(Point labeling data based on photographs)
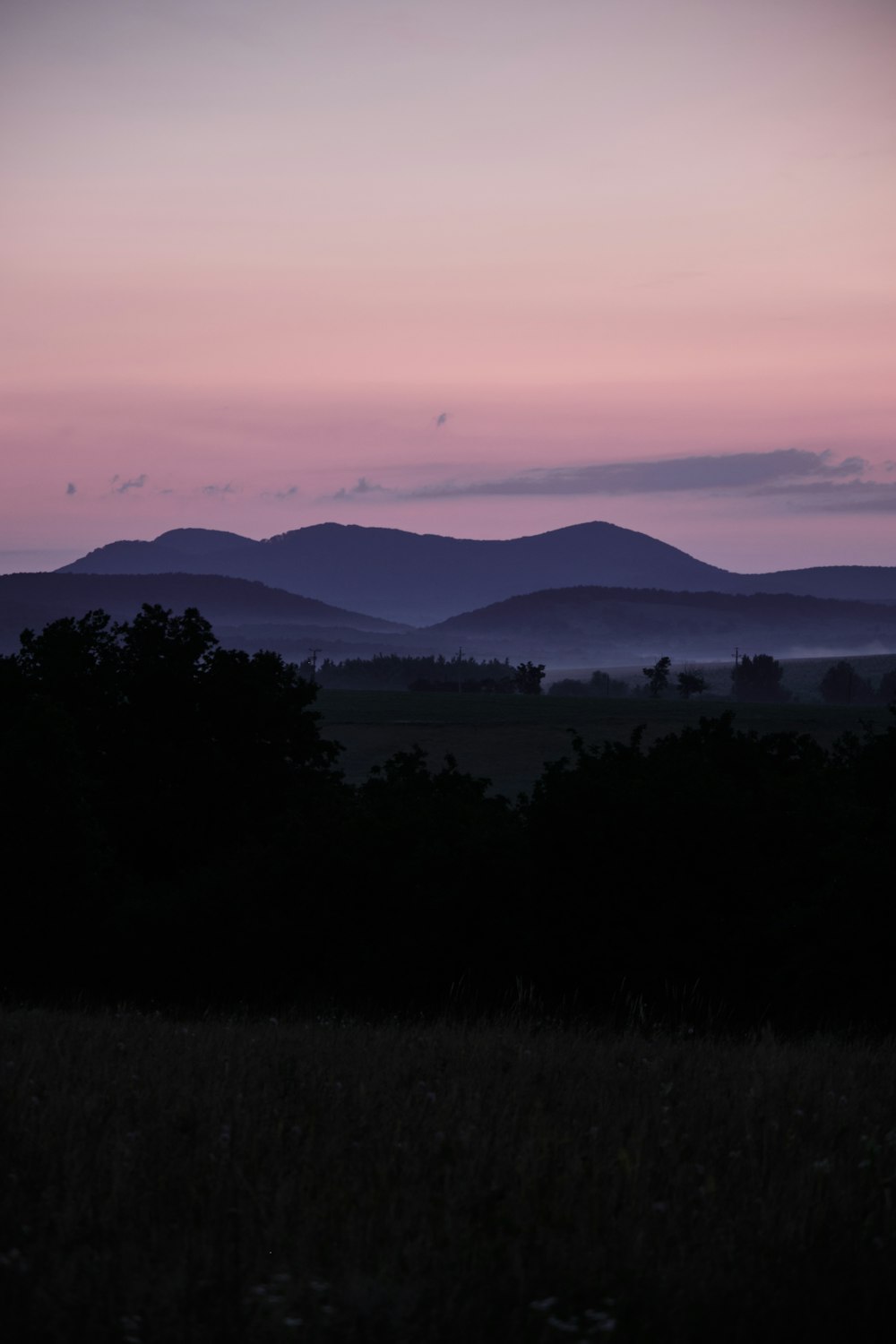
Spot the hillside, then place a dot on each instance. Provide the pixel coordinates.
(411, 577)
(425, 578)
(244, 612)
(575, 625)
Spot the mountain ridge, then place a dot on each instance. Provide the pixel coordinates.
(421, 578)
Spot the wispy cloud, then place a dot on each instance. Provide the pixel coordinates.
(136, 483)
(729, 472)
(365, 487)
(839, 496)
(726, 472)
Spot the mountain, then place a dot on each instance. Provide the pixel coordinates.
(245, 613)
(425, 578)
(576, 626)
(411, 577)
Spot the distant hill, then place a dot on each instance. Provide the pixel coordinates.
(576, 626)
(244, 612)
(425, 578)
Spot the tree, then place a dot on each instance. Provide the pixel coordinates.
(659, 675)
(528, 677)
(691, 682)
(758, 679)
(841, 685)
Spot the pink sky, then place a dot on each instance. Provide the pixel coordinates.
(253, 249)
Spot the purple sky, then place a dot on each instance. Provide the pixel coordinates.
(474, 268)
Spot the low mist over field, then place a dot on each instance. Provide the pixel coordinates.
(447, 671)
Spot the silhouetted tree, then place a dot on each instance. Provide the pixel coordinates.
(659, 676)
(758, 679)
(528, 677)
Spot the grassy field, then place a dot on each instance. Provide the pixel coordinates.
(325, 1180)
(509, 738)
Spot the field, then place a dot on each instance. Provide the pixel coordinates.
(509, 738)
(252, 1180)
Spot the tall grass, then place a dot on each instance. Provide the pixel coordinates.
(236, 1179)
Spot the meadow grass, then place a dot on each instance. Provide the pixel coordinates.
(509, 738)
(506, 1180)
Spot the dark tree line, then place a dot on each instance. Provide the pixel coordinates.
(177, 831)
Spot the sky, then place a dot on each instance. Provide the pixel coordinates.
(481, 269)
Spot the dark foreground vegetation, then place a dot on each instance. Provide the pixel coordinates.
(223, 1180)
(177, 832)
(408, 1062)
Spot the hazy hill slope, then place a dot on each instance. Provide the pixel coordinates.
(600, 624)
(241, 605)
(425, 578)
(408, 575)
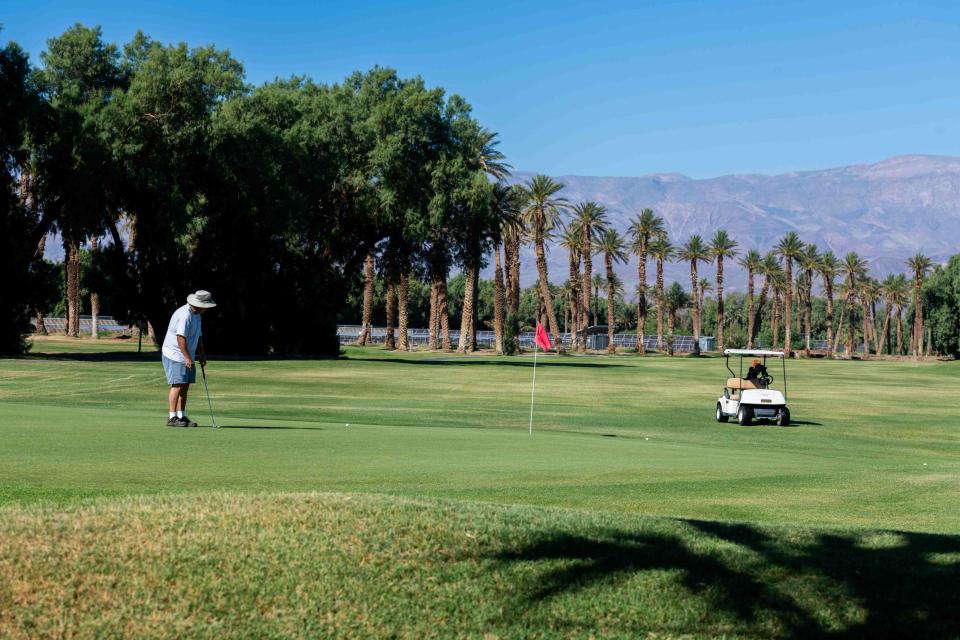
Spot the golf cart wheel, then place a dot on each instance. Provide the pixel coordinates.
(720, 416)
(783, 417)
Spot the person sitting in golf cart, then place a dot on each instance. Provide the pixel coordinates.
(757, 374)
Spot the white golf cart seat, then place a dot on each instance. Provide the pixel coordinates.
(736, 384)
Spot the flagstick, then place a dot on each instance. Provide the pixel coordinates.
(533, 387)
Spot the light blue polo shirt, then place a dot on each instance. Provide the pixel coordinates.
(182, 323)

> [Objective] Reproduce every line of the items above verbatim, omitting the pictures from your answer.

> [Answer to this exercise]
Spot the hillside, then place a dot on each instance. Provide the pixel coordinates.
(411, 577)
(425, 578)
(244, 612)
(575, 625)
Spot the mountain ridge, then place a dot on each instance. Provide the pixel coordinates.
(421, 578)
Spot the wispy cloud, then place a dot on each instance. Provide the pixel coordinates.
(136, 483)
(729, 472)
(365, 487)
(839, 496)
(726, 472)
Spot the mountain, then place a dot on each instance. Provide the pixel coordinates.
(245, 613)
(425, 578)
(576, 626)
(411, 577)
Spot the distant hill, then place a dot on each instance. Provide the pixel coordinates.
(576, 626)
(244, 612)
(425, 578)
Spot the tree, then place a dot on each instance. Provide the pixel coordinates.
(659, 675)
(528, 677)
(691, 682)
(758, 679)
(841, 685)
Spot the pink sky, then place a dot on each instance. Provide the pixel coordinates.
(253, 249)
Spot the purple sky, then place a dot on each instance. Provide the pixel coordinates.
(474, 268)
Spot the low mist over field, then place a dot on each instance. Provide the pixel coordinates.
(447, 671)
Spot the silhouetted tree, then place a dot on each instance. Provide the pixel coordinates.
(659, 676)
(758, 679)
(528, 677)
Spot the grassy field, then place a dot on each instance. Provide the pixel coordinates.
(325, 1180)
(509, 738)
Spot the field, then place a dot on each instance. Provide the pixel coordinates.
(509, 738)
(252, 1180)
Spot the tall grass, then place a dot on each instance. Provide the pixel coordinates.
(236, 1179)
Spot the meadow grass, then place a dot on each instance. Provide the pixel coordinates.
(509, 738)
(506, 1180)
Spot the dark tree line, then place a dot on each instance. Provide the pixel coordinates.
(177, 831)
Spot the sky, then place a dot on each instance. Provide the pixel coordinates.
(481, 269)
Spot the dark foreground vegetation, then place a dot on each instance. Provide the pixel coordinates.
(223, 1180)
(177, 832)
(408, 1062)
Spot the hazy hill slope, then place a dot on each instance. Provide the pixel coordinates.
(600, 624)
(241, 605)
(425, 578)
(408, 575)
Spot the golf cart wheel, then place a dot on each instance. Provide the pixel coordinates.
(720, 416)
(783, 417)
Spot the person sitting in golf cart, then place a dot on each instance. Provide the pixel coordinates.
(757, 374)
Spot the white golf cart seat, then place a dot on each instance. Provide the pixel coordinates.
(736, 384)
Spot the flagstick, then place a dot on each instance. Provide the pixel coordinates.
(533, 387)
Spot the light blue polo shirt, then place a dot on each instance. Provide the pixel coordinates.
(182, 323)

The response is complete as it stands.